# Work instruction
Pick up the passage on HCV-RNA load in people with hemophilia where it stops, and continue it.

# Provided text
Among HCV/HIV co-infected participants, none of the evaluated demographic or clinical variables explained high HCV-RNA load with the possible exception of antiretroviral therapy (P=0.06) (Table 2). Among evaluated laboratory tests, only neutrophil count reached significance (P=0.05) (Table 3). In the multivariable model, in which BMI was retained but not statistically significant (P=0.11), the use of ART was the only statistically significant variable associated with high HCV-RNA load (OR=1.8, 95% CI=1.1-2.9, P=0.02 for cART; 1.8, 0.95-3.4, P=0.07 for other ART regimens), when compared to no ART.
With stratification by ART regimen (cART, other ART, and none), no significant association was observed in any of the treatment groups, except for positive associations of high HCV-RNA load with BMI and AST/ALT ratio in participants who were not receiving ART (OR=3.6, 95% CI=1.6-8.5 for BMI ≥25; OR=3.8, 95% CI=1.0-15.2 for AST/ALT ratio≥1.2) (Data not shown)
Discussion
In this large multicenter cohort of individuals with hemophilia, who had detectable HCV viremia at baseline and no history of interferon therapy, we evaluated whether high HCV-RNA load was associated with several demographic, clinical, and laboratory parameters. As noted in many studies (17;18;24;30), we found that high HCV-RNA load was significantly more common with HIV co-infection. Among HIV-negative individuals, we found that high HCV-RNA load was associated with older age at infection, longer duration of infection, and being overweight or obese. With adjustment for these variables, high HCV-RNA load also was significantly associated with having a low AST/platelet ratio. This may seem paradoxical, because high AST/platelet ratio is a marker for significant liver fibrosis and cirrhosis (31). An inverse association between HCV load and hepatic cirrhosis has been reported previously and suggests that a critical mass of healthy hepatic parenchyma may be necessary to generate a high HCV-RNA load (20).

# Material provided
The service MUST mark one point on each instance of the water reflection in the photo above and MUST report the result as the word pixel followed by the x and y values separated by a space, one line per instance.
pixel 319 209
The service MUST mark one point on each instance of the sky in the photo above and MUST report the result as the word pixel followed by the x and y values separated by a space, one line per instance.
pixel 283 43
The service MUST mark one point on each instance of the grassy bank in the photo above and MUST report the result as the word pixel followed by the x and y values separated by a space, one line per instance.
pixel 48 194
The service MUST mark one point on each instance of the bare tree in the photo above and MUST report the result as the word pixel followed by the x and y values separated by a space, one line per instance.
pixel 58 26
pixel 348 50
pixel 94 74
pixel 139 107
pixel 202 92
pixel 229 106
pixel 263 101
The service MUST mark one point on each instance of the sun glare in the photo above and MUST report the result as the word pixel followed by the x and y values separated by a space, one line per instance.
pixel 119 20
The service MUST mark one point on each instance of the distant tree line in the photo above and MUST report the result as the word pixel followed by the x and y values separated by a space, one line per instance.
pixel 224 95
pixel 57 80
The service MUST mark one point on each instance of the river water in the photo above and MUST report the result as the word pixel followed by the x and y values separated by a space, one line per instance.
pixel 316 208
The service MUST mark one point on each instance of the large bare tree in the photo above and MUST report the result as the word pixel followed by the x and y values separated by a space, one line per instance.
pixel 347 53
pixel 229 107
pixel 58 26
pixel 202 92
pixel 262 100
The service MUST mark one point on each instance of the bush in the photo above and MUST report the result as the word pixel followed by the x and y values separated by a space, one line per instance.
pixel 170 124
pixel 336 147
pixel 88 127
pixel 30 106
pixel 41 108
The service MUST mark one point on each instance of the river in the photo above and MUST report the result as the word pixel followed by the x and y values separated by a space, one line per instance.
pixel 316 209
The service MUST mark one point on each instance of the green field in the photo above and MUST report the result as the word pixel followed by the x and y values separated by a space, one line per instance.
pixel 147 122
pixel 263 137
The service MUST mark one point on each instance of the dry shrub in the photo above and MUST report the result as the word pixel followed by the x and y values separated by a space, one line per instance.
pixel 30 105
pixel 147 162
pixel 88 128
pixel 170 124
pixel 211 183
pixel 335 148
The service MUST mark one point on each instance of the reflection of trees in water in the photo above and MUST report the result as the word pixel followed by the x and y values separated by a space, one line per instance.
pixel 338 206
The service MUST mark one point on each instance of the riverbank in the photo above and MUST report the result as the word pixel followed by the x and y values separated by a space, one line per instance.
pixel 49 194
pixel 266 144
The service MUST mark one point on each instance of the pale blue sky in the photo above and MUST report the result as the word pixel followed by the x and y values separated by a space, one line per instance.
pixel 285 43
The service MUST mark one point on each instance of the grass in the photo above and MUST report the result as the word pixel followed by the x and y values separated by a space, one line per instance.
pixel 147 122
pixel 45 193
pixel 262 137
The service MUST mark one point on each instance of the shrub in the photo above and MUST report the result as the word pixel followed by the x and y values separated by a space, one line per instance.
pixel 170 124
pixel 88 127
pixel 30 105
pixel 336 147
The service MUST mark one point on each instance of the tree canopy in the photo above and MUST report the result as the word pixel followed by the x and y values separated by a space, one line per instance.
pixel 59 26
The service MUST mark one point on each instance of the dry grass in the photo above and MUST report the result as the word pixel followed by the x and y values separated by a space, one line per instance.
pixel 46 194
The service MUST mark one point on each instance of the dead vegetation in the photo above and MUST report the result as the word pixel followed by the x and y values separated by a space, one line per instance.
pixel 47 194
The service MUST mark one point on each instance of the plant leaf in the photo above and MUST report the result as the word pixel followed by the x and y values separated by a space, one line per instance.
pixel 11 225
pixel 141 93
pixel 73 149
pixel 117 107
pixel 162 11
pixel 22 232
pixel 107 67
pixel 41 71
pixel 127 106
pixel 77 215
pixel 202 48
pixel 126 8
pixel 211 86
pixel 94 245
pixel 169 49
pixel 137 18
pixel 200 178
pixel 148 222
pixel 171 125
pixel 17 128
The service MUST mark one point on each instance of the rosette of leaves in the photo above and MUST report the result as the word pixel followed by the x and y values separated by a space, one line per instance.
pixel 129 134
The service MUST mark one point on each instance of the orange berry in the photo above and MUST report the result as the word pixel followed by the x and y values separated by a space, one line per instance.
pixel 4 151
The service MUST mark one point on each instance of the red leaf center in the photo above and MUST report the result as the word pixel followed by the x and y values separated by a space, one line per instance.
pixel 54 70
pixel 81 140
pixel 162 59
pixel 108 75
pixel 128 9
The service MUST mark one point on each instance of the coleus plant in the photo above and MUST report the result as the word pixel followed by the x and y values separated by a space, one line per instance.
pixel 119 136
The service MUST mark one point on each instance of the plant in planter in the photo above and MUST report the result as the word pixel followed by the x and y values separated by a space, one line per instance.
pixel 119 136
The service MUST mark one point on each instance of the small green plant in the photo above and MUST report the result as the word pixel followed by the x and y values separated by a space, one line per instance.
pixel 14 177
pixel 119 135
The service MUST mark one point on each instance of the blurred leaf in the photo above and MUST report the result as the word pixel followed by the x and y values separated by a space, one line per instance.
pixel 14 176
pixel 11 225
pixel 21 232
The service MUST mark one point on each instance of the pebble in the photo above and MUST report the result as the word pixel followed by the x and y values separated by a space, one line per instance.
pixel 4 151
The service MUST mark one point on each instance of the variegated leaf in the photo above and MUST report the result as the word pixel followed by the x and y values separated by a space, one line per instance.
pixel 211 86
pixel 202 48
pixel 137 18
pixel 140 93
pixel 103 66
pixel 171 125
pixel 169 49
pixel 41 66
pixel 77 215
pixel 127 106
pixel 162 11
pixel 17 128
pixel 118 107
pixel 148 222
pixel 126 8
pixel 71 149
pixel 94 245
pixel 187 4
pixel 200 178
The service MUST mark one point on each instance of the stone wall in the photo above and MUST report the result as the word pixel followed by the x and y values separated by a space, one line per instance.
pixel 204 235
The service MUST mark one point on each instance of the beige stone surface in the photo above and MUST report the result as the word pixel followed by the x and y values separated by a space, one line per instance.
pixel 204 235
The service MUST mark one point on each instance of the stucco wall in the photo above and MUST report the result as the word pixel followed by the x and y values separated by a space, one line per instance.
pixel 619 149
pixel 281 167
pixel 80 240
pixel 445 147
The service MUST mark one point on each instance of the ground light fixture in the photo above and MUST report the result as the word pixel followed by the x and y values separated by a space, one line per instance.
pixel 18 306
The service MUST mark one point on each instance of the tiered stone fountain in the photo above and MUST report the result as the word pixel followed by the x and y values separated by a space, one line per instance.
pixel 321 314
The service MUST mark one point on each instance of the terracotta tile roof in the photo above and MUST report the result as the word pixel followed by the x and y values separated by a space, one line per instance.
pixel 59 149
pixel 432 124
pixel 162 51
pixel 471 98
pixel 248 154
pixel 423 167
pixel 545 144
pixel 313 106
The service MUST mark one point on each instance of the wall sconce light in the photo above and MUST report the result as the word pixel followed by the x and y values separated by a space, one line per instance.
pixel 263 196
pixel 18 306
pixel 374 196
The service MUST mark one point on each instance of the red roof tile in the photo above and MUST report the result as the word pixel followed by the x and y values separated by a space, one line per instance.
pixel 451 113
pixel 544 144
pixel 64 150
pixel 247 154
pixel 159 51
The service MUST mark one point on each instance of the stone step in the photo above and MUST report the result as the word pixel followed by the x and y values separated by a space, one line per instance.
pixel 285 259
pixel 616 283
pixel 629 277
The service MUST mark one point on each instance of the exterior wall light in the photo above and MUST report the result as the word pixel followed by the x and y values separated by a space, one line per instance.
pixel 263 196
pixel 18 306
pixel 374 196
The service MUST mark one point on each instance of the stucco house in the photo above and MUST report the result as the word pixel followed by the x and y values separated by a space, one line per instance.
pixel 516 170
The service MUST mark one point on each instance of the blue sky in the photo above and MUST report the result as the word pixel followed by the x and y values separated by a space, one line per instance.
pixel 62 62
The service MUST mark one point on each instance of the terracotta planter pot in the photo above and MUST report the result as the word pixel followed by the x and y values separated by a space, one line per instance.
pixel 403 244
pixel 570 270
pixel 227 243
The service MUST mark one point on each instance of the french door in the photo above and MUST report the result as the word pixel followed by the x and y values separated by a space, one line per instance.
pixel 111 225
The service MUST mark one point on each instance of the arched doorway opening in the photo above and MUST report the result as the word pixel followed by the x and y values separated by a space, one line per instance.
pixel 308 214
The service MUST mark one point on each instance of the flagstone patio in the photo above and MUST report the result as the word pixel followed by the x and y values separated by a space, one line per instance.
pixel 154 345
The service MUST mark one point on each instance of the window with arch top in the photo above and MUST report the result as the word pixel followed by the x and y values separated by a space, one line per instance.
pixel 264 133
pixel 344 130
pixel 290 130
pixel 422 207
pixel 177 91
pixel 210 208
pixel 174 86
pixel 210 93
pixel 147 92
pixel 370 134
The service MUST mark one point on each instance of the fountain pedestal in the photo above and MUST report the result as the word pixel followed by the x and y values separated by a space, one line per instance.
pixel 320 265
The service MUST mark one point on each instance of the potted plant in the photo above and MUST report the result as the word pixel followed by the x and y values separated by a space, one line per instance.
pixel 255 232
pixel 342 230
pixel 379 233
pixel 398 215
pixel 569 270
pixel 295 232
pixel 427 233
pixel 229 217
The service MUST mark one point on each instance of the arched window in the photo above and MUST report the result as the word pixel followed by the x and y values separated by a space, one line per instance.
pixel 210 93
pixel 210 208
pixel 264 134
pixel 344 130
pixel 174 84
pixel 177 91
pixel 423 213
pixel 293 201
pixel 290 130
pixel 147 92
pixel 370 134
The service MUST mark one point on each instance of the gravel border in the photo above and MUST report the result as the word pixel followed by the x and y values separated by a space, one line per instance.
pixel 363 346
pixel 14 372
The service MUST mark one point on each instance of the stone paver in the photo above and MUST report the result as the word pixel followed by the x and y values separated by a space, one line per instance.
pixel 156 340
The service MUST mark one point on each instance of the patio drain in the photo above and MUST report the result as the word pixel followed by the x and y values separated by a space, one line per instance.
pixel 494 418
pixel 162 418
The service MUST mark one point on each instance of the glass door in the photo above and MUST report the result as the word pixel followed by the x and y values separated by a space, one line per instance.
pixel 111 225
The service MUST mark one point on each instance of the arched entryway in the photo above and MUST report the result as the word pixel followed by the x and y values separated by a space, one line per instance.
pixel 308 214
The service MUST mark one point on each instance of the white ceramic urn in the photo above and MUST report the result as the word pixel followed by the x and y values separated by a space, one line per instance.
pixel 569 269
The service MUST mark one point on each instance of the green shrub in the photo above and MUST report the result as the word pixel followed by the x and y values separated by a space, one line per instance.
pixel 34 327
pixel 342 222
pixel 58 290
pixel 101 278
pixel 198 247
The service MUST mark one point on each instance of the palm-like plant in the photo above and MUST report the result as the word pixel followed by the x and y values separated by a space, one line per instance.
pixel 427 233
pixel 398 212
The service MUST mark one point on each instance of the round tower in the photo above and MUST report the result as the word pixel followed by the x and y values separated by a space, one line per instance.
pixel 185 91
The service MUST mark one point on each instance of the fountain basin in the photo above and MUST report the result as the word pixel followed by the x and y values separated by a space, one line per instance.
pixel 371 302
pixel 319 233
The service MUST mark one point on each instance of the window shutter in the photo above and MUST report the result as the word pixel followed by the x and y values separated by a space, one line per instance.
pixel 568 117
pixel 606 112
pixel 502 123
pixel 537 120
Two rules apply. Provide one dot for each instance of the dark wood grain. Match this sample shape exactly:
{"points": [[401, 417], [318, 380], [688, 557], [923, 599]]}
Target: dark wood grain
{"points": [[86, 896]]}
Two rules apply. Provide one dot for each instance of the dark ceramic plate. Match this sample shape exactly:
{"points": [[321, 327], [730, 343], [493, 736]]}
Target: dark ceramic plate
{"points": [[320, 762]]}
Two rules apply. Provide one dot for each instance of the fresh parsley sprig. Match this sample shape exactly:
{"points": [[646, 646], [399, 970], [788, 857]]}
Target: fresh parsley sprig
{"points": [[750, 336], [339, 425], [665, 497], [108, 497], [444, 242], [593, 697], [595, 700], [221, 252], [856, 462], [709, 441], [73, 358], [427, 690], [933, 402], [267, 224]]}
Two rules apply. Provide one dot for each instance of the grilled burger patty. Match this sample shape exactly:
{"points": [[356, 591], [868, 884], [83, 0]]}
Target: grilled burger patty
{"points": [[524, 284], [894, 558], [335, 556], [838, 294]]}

# Solved exercise
Longitudinal studies of both people with hemophilia (24) and injection drug users (17) have clearly shown that HCV-RNA level increases with duration of infection. An independent association between high HCV-RNA level and older age at primary infection has not been reported previously. Older age at primary HCV infection is strongly associated with lower likelihood of spontaneous clearance of HCV RNA (25;32;33), and thus it is quite plausible that it also would be associated with high HCV-RNA level in those who fail to clear the virus spontaneously. Zhang and colleagues postulated that this may have been due to a smaller inoculum of HCV in clotting factor therapy administered to younger patients, thereby affording a better chance for an effective immune response against the virus (25).
In HIV-positive individuals, none of the variables evaluated were associated with high HCV load except for current use of cART or other ART, both of which were associated with an 80% increase in the odds of having high viral load compared to no ART. The observed null association with duration of HCV infection or age at acquisition might be affected by survival bias, where individuals who were HCV/HIV co-infected for longer duration were more likely to die and therefore not be included in this study. This possibility does not seem to fully explain this null association, as HIV co-infected individuals in this study were more likely to have longer duration of HCV infection (>25 years) than HCV mono-infected individuals (70.2% vs. 50.6%, respectively). Our results on cART agree with the results from a longitudinal study of 21 patients with hemophilia, in which HCV load increased at 48 and 96 weeks after cART initiation and dropped after cART discontinuation (34). Two other studies have pointed to a specific relationship of protease inhibitors (PI) on HCV load (35;36), suggesting that differences in the use of PI-based and non-PI-based ART may yield inconsistent associations with HCV load.
High HCV-RNA level was significantly associated with being overweight or obese in the HIV-negative participants. A similar association was reported previously for non-hemophilic HIV-negative patients (37). We also noted that high BMI was associated with high HCV-RNA in the subgroup of HIV-positive participants who were not on ART, which has not been previously reported and will require corroboration. An association between BMI and HCV-RNA level might be mediated through interferon-gamma inducible protein 10 (IP-10), a chemokine that is over-expressed in the liver of obese infected individuals (38). IP-10 was directly correlated with HCV-RNA load in an earlier study (39).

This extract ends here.